*WORK ITEM*. Transcribe the records below exactly as they appear.

*INPUT*.
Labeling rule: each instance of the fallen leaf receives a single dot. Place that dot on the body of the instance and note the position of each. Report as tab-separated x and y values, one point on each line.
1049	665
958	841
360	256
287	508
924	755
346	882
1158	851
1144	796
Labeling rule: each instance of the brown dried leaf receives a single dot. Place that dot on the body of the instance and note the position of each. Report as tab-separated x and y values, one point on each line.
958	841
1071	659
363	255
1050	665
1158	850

*RESPONSE BELOW*.
Labeling rule: each instance of the fallen leaf receives a single dot. Place that dot on the body of the instance and note the position of each. Report as tab-separated x and y values, one point on each line.
1049	665
958	841
360	256
287	508
924	755
346	882
1158	851
1144	796
Labeling rule: each instance of the brown dried leaf receives a single dot. Place that dot on the body of the instance and note the position of each. Report as tab-separated x and y values, one point on each line.
958	841
1071	659
363	255
1050	665
1158	850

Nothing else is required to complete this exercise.